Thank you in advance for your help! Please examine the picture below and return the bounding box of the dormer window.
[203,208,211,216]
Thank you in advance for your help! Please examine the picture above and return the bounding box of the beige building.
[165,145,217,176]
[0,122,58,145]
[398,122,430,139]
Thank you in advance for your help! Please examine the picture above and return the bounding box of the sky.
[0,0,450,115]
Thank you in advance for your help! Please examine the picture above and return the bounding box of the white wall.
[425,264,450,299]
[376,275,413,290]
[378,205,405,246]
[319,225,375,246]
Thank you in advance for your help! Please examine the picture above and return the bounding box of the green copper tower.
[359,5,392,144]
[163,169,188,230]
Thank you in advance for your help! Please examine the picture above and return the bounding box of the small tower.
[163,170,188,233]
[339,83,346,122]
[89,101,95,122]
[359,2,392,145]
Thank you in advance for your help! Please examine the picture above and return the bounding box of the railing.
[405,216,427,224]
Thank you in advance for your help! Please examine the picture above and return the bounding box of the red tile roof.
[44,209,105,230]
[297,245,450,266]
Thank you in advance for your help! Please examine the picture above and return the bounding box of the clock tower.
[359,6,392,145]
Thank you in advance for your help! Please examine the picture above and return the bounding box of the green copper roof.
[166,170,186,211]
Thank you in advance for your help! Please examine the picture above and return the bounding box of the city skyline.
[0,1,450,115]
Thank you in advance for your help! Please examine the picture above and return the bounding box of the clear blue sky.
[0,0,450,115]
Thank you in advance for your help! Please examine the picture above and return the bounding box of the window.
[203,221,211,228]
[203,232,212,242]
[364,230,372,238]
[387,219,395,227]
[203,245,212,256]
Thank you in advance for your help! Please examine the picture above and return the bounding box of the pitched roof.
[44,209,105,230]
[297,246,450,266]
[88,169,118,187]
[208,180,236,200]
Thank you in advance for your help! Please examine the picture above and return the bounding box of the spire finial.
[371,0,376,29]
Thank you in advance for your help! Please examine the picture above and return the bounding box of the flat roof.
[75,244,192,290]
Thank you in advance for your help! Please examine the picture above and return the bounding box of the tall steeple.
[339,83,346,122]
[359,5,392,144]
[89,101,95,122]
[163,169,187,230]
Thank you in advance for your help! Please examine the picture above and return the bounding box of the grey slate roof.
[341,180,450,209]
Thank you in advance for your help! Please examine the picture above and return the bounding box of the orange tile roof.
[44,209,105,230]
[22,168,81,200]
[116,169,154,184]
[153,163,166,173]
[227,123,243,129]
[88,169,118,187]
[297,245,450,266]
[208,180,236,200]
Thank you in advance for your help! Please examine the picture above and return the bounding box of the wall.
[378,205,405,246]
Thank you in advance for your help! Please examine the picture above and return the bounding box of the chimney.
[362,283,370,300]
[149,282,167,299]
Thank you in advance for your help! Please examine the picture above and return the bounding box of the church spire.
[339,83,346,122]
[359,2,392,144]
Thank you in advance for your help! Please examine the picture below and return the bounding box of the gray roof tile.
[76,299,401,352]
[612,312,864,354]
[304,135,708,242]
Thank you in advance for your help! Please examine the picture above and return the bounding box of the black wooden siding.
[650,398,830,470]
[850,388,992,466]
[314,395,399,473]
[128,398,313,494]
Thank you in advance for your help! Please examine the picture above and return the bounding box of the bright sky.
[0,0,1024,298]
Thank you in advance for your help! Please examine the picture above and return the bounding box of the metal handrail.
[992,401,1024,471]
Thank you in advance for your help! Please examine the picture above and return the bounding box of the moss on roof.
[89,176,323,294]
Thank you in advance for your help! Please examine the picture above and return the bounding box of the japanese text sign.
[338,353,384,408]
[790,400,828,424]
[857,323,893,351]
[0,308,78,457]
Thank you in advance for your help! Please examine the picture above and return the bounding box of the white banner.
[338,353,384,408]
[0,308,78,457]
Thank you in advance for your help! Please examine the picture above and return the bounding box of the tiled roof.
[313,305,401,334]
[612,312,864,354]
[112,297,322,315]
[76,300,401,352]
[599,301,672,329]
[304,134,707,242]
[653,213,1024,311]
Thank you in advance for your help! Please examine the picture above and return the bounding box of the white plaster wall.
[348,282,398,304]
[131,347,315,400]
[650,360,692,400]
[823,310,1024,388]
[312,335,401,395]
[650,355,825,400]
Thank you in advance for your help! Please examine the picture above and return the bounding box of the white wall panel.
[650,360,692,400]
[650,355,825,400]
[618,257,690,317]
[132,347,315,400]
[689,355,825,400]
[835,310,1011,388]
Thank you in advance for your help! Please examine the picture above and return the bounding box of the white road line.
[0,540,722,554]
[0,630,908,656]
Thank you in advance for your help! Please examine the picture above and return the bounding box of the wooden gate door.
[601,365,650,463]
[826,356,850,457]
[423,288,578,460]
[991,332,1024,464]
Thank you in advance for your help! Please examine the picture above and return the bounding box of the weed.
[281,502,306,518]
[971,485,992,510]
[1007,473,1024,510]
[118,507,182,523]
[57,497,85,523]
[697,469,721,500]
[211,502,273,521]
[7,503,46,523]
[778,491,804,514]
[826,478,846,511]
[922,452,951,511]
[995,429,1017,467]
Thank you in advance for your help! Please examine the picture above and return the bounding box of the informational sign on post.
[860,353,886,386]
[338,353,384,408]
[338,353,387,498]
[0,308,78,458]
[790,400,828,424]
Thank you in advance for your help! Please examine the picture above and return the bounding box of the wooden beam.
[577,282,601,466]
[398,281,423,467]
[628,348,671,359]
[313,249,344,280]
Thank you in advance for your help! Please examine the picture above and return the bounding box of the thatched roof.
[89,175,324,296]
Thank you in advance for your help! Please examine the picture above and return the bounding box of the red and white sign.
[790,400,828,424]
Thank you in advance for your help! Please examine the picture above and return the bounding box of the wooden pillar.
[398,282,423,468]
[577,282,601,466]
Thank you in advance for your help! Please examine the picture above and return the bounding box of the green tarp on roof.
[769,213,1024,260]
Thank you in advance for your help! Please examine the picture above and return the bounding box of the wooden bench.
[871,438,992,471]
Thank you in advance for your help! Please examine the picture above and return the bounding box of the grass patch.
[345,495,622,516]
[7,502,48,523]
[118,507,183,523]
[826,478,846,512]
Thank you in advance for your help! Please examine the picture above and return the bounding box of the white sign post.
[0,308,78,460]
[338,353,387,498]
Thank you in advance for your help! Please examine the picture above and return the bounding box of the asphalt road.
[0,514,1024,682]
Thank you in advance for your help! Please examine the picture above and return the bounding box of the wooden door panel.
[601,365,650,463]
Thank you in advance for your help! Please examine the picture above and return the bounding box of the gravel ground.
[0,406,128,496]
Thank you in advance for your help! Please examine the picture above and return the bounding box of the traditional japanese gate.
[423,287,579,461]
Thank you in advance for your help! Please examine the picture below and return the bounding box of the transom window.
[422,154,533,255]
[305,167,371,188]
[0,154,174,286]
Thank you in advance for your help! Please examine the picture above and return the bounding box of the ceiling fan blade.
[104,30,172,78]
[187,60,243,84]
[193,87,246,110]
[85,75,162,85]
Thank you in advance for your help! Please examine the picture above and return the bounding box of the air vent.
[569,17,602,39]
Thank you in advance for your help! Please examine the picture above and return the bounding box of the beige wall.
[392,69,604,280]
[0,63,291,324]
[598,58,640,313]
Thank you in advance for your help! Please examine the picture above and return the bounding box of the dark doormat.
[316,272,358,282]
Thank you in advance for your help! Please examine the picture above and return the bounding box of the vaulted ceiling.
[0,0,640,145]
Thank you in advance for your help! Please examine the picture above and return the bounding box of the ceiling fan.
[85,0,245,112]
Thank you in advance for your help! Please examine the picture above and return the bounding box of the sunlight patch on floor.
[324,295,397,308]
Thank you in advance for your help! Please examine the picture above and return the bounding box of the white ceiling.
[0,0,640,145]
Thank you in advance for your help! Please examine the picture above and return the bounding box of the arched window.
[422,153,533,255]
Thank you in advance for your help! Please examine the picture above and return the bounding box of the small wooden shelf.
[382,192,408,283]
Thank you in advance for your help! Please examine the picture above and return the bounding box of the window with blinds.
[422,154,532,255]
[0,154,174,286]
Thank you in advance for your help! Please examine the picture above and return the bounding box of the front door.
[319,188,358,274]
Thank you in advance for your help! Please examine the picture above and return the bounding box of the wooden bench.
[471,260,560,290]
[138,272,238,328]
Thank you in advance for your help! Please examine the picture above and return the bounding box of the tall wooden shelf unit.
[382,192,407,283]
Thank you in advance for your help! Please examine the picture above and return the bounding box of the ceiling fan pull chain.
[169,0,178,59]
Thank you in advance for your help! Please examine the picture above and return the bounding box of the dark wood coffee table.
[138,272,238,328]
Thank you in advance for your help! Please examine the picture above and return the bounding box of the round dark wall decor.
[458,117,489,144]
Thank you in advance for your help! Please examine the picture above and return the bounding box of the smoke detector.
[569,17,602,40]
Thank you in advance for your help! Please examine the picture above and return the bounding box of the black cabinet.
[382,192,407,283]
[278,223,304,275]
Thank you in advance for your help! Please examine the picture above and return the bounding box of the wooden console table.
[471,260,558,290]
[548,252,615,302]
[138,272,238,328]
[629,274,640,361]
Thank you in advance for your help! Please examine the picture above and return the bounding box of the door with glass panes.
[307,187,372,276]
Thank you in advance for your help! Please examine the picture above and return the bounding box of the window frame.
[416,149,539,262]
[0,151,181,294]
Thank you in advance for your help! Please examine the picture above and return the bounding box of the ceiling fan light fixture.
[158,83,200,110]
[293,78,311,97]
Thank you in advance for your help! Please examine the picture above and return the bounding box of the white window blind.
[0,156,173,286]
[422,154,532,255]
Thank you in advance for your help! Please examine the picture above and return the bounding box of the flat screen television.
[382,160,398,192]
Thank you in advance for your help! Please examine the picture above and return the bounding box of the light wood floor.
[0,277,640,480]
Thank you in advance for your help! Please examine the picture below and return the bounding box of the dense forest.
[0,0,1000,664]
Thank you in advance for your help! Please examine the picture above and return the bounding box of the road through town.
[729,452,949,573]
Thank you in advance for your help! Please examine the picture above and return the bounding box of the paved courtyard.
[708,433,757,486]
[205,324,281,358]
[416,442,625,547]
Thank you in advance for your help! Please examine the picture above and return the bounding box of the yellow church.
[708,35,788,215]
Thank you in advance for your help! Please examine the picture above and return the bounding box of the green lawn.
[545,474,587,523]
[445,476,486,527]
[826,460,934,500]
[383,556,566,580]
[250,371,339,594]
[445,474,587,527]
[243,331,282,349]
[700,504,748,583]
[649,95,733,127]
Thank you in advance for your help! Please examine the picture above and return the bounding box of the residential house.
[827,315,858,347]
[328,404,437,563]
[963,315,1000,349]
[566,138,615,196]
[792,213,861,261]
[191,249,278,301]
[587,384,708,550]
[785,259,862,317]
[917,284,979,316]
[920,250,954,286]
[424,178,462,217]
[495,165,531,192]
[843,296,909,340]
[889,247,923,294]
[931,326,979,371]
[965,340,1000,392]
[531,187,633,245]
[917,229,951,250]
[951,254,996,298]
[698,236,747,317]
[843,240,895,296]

(SET TASK):
Give the lines between the one holding "clear blue sky." and the one holding "[341,180,450,209]", inclusive, as a numbered list with blank lines left out.

(TASK RESULT):
1. Thank you in advance for your help! Please examine the picture above and return the bounding box of the clear blue sky.
2. [0,0,450,115]
3. Thank you in advance for your help! Please examine the picture above and return the bounding box of the window.
4. [203,221,211,228]
5. [203,232,212,242]
6. [364,230,372,238]
7. [387,219,395,227]
8. [203,245,212,256]
9. Thank you in advance for your help! Please examine the picture above and return the bounding box of the pitched roof.
10. [44,209,105,230]
11. [297,246,450,266]
12. [88,169,118,187]
13. [208,180,236,200]
14. Thank you in advance for your help! Please examine the picture above and return the bounding box of the spire finial.
15. [371,0,376,29]
16. Thank you in advance for your help! Please examine the picture above and return the bounding box of the flat roof.
17. [75,244,192,290]
18. Thank you in advance for your help! Please examine the picture above and return the bounding box of the tall steeple.
19. [339,83,346,122]
20. [359,5,392,144]
21. [89,101,95,122]
22. [163,169,187,230]
23. Thank you in advance for your help! Please examine the picture above and return the bounding box of the grey slate roof.
24. [341,180,450,209]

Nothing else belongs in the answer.